Tugas yang Dikerjakan – Lanjutkan berita tentang kekerasan OPM terhadap warga sipil di Papua, mulai setelah kalimat terakhir yang ditampilkan.

OPM
Dikecam sebagai Kelompok Separatis Kejam yang Sering Menghabisi Nyawa
Masyarakat Sipil
Papeda.com- Aksi
kekerasan yang terus dilakukan oleh Organisasi Papua Merdeka (OPM) kembali
menjadi sorotan publik nasional. Kelompok separatis bersenjata ini dinilai tidak
hanya mengganggu stabilitas keamanan di wilayah Papua, tetapi juga telah
berkali-kali melakukan tindakan brutal yang mengakibatkan korban jiwa dari
kalangan masyarakat sipil yang tidak berdosa. Dalam sejumlah kasus, OPM bahkan
tidak segan menghabisi nyawa warga tanpa pandang bulu, termasuk perempuan,
anak-anak, dan lansia.
Kekejaman
yang dilakukan OPM kini tak lagi dianggap sebagai bentuk perjuangan politik
atau ideologis, melainkan telah bergeser menjadi teror bersenjata yang menyasar
rakyat sipil sebagai korban utama. Hal ini memunculkan kecaman luas, baik dari
kalangan pemerintah, tokoh adat, hingga masyarakat lokal yang selama ini hidup
dalam bayang-bayang ketakutan.
Sepanjang
tahun 2023 hingga awal 2025, berbagai catatan menunjukkan bahwa kelompok OPM
telah terlibat dalam puluhan insiden berdarah yang menyebabkan ratusan warga
sipil tewas atau terluka. Dalam beberapa kasus, mereka menyerang
kampung-kampung terpencil, membakar rumah warga, menyandera guru, menyerang
tenaga medis, dan membunuh warga yang dianggap tidak sejalan dengan tujuan
mereka.
Salah
satu insiden paling memilukan terjadi di Kabupaten Nduga, di mana kelompok OPM
menembak mati sejumlah pekerja pembangunan jalan yang tengah bertugas membuka
akses transportasi untuk masyarakat. Dalam insiden itu, korban yang sebagian
besar merupakan warga lokal tidak diberi kesempatan melarikan diri dan
dieksekusi secara brutal.
“Kami
sangat sedih dan marah. Orang-orang itu hanya ingin membangun jalan supaya kami
bisa menjual hasil kebun dan anak-anak bisa ke sekolah. Tapi mereka dibunuh
begitu saja,” ujar seorang tokoh masyarakat dari Distrik Kenyam, Jumat
(18/4/2025).

Daftar Entri –
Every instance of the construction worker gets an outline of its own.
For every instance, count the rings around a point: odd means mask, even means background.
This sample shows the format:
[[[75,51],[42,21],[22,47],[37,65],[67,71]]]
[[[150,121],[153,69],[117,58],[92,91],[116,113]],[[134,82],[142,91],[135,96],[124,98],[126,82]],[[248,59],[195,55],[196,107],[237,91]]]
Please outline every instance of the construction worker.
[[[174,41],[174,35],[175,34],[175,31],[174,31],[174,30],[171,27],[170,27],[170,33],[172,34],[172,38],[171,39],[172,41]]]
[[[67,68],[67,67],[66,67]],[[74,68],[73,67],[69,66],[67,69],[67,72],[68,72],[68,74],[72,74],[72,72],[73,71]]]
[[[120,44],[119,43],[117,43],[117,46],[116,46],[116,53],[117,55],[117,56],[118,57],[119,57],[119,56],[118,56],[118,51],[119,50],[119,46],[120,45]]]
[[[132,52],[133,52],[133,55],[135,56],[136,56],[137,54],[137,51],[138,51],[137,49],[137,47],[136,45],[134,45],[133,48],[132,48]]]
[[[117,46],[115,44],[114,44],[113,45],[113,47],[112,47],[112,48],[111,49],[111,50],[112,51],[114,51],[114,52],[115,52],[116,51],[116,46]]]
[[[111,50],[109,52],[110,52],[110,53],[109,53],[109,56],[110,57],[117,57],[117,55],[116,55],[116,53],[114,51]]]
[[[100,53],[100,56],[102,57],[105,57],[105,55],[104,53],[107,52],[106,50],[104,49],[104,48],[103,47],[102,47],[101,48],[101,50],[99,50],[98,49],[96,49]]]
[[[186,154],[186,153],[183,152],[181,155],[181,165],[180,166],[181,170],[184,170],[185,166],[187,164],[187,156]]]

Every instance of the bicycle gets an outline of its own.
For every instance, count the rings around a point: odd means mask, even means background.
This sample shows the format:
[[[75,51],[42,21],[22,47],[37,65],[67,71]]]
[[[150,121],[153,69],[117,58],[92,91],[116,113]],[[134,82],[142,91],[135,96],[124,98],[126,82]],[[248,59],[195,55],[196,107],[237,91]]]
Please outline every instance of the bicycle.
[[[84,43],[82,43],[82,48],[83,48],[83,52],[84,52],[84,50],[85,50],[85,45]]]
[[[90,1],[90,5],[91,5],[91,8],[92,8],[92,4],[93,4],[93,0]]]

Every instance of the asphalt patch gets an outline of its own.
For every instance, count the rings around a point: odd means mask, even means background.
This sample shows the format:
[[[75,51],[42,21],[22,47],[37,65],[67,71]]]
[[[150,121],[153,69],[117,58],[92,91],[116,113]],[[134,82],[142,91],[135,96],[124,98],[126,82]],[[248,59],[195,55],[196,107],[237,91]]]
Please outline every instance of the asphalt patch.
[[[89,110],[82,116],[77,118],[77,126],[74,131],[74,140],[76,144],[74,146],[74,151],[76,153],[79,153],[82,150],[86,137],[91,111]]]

Jawaban Latihan Ini –
OPM
kerap menggunakan cara-cara keji yang melanggar nilai-nilai kemanusiaan
universal. Mereka sering menargetkan warga sipil sebagai bentuk tekanan
psikologis terhadap pemerintah, namun justru yang menjadi korban adalah
masyarakat Papua sendiri yang ingin hidup damai dan sejahtera.
Serangan
terhadap fasilitas pendidikan dan kesehatan juga telah menjadi pola kekerasan
OPM yang berulang. Sekolah-sekolah dibakar, guru-guru diancam atau dibunuh,
serta puskesmas dirusak dan dijarah. Akibatnya, akses pendidikan dan kesehatan
di daerah konflik menjadi sangat terbatas, terutama bagi anak-anak dan kelompok
rentan.
“Anak-anak
tidak sekolah karena guru takut mengajar. Puskesmas tutup karena perawat
disandera. Lalu siapa yang dirugikan? Kami rakyat kecil,” kata seorang ibu
rumah tangga di wilayah Intan Jaya.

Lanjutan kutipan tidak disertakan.